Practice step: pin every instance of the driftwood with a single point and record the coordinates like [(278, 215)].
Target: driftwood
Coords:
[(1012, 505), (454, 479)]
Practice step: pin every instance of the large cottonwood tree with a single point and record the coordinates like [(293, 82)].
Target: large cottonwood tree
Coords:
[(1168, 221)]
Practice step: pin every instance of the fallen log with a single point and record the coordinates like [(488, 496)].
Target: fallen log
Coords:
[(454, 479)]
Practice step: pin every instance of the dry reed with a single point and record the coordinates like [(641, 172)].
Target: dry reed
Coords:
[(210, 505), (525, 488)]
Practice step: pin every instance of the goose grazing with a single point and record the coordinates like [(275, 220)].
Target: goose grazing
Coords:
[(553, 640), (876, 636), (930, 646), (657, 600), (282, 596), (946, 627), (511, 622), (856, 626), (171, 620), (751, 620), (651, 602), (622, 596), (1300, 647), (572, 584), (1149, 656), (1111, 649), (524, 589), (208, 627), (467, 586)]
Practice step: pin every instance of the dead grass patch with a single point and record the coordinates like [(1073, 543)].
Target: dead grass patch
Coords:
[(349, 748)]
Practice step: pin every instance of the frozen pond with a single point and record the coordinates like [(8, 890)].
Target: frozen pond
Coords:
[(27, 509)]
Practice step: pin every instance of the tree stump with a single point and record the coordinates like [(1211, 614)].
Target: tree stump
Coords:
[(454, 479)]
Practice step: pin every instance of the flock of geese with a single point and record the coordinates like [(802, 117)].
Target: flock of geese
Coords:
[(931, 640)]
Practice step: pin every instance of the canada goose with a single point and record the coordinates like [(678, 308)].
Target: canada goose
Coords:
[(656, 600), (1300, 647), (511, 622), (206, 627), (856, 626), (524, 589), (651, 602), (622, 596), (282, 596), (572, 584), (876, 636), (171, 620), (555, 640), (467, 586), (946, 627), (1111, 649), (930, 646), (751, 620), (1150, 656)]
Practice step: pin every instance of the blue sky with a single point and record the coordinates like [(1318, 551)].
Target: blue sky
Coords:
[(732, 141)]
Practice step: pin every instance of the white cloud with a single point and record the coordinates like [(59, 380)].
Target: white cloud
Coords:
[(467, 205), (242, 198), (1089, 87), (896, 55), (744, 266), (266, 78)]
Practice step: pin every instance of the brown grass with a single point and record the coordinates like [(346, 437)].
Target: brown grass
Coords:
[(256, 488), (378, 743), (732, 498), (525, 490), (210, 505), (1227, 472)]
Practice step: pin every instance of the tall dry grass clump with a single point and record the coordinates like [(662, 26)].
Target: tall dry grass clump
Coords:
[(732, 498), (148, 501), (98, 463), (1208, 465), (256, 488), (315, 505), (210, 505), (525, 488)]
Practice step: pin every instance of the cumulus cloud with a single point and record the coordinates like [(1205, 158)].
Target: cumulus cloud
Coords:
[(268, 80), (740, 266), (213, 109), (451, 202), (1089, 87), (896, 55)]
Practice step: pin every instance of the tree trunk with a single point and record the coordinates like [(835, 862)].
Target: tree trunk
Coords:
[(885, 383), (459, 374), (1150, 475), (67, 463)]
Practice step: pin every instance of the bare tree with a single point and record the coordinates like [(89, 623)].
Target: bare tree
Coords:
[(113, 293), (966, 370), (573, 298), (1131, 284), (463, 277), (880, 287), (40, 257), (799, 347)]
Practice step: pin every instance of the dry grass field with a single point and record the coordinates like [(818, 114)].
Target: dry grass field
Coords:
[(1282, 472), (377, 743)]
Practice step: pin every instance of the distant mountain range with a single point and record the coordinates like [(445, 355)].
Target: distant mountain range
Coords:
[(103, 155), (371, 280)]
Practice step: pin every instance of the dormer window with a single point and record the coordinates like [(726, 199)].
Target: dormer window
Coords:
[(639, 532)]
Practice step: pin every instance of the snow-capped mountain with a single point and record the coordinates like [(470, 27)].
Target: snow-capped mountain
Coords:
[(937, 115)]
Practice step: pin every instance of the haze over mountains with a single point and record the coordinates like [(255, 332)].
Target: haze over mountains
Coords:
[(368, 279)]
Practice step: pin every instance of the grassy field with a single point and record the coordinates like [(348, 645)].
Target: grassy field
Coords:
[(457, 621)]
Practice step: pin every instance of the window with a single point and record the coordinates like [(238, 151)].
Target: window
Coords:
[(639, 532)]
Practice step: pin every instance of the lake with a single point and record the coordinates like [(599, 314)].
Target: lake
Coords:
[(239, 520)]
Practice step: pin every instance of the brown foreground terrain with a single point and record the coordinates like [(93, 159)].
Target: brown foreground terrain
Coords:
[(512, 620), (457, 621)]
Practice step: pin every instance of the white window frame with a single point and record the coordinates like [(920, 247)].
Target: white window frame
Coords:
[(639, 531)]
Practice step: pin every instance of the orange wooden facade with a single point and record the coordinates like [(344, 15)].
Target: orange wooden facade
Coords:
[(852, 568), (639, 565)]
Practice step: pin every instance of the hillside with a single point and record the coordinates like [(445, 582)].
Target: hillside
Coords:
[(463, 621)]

● PROMPT: Return the part of the records that opens with the line containing "Practice step: pin every instance of the hillside" and runs through the end of the records, reproducing every line unchanged, including the first line and the last.

● THE OUTPUT:
Practice step: pin every instance of the hillside with a single point and record the coordinates like [(445, 582)].
Target: hillside
Coords:
[(463, 621)]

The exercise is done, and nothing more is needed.